Exercise directions:
Render every entry exactly as it appears.
— Start —
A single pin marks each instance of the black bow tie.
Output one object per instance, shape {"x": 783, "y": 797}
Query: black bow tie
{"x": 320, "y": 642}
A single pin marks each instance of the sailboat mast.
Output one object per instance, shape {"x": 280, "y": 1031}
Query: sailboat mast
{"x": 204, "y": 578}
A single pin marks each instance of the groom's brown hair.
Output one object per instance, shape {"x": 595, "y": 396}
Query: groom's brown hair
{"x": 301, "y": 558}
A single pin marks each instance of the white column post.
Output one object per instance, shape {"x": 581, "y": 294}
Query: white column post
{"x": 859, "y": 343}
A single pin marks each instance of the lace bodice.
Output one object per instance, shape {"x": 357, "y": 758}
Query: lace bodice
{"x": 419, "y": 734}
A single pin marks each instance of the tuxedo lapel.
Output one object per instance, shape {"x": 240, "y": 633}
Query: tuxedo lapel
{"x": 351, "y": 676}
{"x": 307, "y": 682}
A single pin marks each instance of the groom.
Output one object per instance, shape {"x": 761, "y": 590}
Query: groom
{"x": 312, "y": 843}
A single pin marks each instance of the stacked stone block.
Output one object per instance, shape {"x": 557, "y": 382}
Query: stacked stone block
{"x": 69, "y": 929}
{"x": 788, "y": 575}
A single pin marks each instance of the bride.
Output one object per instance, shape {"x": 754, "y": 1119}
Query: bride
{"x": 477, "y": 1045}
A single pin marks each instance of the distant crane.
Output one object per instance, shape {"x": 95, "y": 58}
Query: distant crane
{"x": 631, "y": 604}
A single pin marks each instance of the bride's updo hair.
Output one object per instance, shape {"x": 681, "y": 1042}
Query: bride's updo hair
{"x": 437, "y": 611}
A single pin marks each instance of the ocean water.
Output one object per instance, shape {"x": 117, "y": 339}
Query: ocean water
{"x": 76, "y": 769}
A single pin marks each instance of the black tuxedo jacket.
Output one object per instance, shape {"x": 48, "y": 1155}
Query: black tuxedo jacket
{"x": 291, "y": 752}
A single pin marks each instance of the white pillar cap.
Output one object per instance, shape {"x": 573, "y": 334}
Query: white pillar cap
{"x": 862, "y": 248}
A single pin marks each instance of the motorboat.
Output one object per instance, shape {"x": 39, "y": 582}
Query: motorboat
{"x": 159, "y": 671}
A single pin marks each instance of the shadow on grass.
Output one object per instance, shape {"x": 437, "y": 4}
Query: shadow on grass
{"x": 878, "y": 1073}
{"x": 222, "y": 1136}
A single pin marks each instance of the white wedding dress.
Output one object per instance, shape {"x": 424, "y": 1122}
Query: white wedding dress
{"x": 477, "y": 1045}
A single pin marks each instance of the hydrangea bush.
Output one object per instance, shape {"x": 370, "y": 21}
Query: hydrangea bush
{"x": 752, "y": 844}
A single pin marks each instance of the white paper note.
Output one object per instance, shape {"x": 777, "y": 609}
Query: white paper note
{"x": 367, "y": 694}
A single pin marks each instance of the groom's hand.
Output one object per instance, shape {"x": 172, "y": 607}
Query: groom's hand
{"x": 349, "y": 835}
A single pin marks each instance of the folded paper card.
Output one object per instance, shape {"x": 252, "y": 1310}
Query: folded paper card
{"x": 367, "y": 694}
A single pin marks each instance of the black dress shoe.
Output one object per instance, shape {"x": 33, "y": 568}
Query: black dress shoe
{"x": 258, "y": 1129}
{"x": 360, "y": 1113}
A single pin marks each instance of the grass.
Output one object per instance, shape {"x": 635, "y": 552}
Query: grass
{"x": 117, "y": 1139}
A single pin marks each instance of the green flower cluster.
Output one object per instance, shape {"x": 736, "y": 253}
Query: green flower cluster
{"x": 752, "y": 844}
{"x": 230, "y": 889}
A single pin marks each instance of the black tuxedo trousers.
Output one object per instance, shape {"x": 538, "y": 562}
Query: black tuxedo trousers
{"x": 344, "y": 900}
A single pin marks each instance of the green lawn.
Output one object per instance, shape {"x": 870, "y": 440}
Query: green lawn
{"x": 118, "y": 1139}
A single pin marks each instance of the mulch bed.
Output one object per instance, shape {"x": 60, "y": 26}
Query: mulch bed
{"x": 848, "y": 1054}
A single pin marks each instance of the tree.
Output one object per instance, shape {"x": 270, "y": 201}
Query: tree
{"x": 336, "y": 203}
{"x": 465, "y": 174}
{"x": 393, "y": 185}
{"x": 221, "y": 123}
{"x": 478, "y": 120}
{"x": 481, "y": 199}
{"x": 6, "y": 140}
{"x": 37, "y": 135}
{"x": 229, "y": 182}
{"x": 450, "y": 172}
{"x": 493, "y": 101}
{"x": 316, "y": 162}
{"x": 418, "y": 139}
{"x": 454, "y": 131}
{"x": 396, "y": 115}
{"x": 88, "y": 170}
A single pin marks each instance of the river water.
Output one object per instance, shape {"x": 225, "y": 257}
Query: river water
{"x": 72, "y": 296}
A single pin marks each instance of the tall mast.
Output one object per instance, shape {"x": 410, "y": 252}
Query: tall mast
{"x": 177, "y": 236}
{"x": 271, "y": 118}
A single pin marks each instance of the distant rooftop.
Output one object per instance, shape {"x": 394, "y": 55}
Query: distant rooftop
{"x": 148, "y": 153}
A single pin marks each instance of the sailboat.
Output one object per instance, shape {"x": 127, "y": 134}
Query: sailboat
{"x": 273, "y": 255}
— End —
Answer in full:
A single pin marks each instance of the black bow tie.
Output one object per instance, shape {"x": 783, "y": 797}
Query: black bow tie
{"x": 320, "y": 642}
A single pin marks each instance of the sailboat mast.
Output one object per instance, shape {"x": 280, "y": 1031}
Query: sailboat mast
{"x": 204, "y": 578}
A single pin marks each instance of the groom's brown hair.
Output one object per instance, shape {"x": 595, "y": 396}
Query: groom's brown hair
{"x": 301, "y": 558}
A single pin marks each instance of the white column post.
Output one object per instance, shape {"x": 581, "y": 294}
Query: white column post
{"x": 859, "y": 343}
A single pin marks each instance of the lace bodice.
Output one object per instance, shape {"x": 357, "y": 758}
Query: lace bodice
{"x": 419, "y": 734}
A single pin marks each instance of the tuxedo lapel.
Output one object per instance, shape {"x": 240, "y": 633}
Query: tuxedo lapel
{"x": 351, "y": 676}
{"x": 307, "y": 682}
A single pin marks each instance of the groom.
Output one object per instance, shape {"x": 761, "y": 590}
Query: groom
{"x": 312, "y": 843}
A single pin marks each instance of the stacked stone block.
Output one object per instance, shape {"x": 557, "y": 382}
Query: stacked stone block
{"x": 69, "y": 929}
{"x": 788, "y": 575}
A single pin marks each instance of the bride.
Output one object per instance, shape {"x": 754, "y": 1119}
Query: bride
{"x": 477, "y": 1045}
A single pin marks each instance of the distant crane.
Output one object per instance, shape {"x": 95, "y": 58}
Query: distant crane
{"x": 631, "y": 604}
A single pin marks each instance of the bride's updo hair.
Output one object per instance, shape {"x": 681, "y": 1042}
Query: bride's updo hair
{"x": 437, "y": 611}
A single pin marks each instance of the ocean water.
Output one object per instance, shape {"x": 117, "y": 339}
Query: ocean water
{"x": 76, "y": 769}
A single pin marks each instance of the black tuxedo jacket.
Output one object per instance, shape {"x": 48, "y": 1155}
Query: black tuxedo jacket
{"x": 291, "y": 752}
A single pin marks each instance of the white pillar cap.
Output one object per instance, shape {"x": 573, "y": 334}
Query: white pillar cap
{"x": 862, "y": 248}
A single pin marks each instance of the motorboat.
Output one object per instance, shape {"x": 39, "y": 582}
Query: motorboat
{"x": 159, "y": 671}
A single pin marks each instance of the shadow on grass.
Output one object per instance, shape {"x": 437, "y": 4}
Query: shadow on grass
{"x": 878, "y": 1073}
{"x": 222, "y": 1136}
A single pin marks each instance of the white wedding dress.
Output one object per instance, shape {"x": 424, "y": 1122}
Query: white wedding dress
{"x": 477, "y": 1045}
A single pin marks each instance of the hydrangea bush.
Output one object per instance, shape {"x": 370, "y": 21}
Query: hydrangea bush
{"x": 752, "y": 844}
A single pin marks each instance of the white paper note.
Output one object per instance, shape {"x": 777, "y": 609}
Query: white paper note
{"x": 367, "y": 694}
A single pin marks each instance of the groom's hand.
Output one object per instance, shape {"x": 172, "y": 607}
Query: groom's hand
{"x": 349, "y": 835}
A single pin marks each instance of the folded paper card.
Output one object per instance, shape {"x": 252, "y": 1310}
Query: folded paper card
{"x": 367, "y": 694}
A single pin marks each instance of the black dress shoe.
Output one object per instance, shape {"x": 33, "y": 568}
Query: black dress shoe
{"x": 258, "y": 1129}
{"x": 360, "y": 1113}
A single pin marks each instance of the grass.
Output one object per instance, shape {"x": 635, "y": 552}
Query: grass
{"x": 117, "y": 1139}
A single pin marks each instance of the green flower cluster.
Output one object per instance, shape {"x": 736, "y": 253}
Query: green flower cluster
{"x": 752, "y": 844}
{"x": 230, "y": 889}
A single pin marks each instance of the black tuxedo trousers.
Output one object per instance, shape {"x": 538, "y": 562}
Query: black tuxedo trousers
{"x": 344, "y": 900}
A single pin marks each instance of the green lawn.
Output one object per instance, shape {"x": 870, "y": 440}
Query: green lawn
{"x": 118, "y": 1139}
A single pin marks each instance of the mulch bed.
Output one object per instance, shape {"x": 60, "y": 26}
Query: mulch bed
{"x": 848, "y": 1054}
A single pin marks each instance of the tree.
Output one object per instance, shape {"x": 270, "y": 201}
Query: tree
{"x": 336, "y": 203}
{"x": 465, "y": 174}
{"x": 393, "y": 185}
{"x": 221, "y": 123}
{"x": 478, "y": 120}
{"x": 481, "y": 199}
{"x": 6, "y": 140}
{"x": 37, "y": 135}
{"x": 229, "y": 182}
{"x": 450, "y": 172}
{"x": 493, "y": 101}
{"x": 316, "y": 162}
{"x": 418, "y": 139}
{"x": 454, "y": 131}
{"x": 396, "y": 115}
{"x": 88, "y": 170}
A single pin marks each instance of the river water.
Output one object per instance, shape {"x": 225, "y": 257}
Query: river water
{"x": 72, "y": 296}
A single pin marks each instance of the tall mast.
Output one object per instance, shape {"x": 410, "y": 252}
Query: tall mast
{"x": 177, "y": 236}
{"x": 271, "y": 118}
A single pin marks each instance of the distant rooftop.
Output one object per instance, shape {"x": 394, "y": 55}
Query: distant rooftop
{"x": 148, "y": 153}
A single pin marks each instance of the sailboat.
Output one object per instance, shape {"x": 127, "y": 134}
Query: sailboat
{"x": 273, "y": 255}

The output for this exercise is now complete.